What you need to do >> Please set out each line of the material below as a numbered list, omitting any blank lines.

----

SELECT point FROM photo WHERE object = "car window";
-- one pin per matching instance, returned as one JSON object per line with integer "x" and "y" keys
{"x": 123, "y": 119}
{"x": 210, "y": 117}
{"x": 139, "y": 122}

----

Correct response >>
1. SELECT point FROM photo WHERE object = "car window";
2. -- one pin per matching instance, returned as one JSON object per line with integer "x" and "y" keys
3. {"x": 123, "y": 119}
4. {"x": 210, "y": 117}
5. {"x": 139, "y": 122}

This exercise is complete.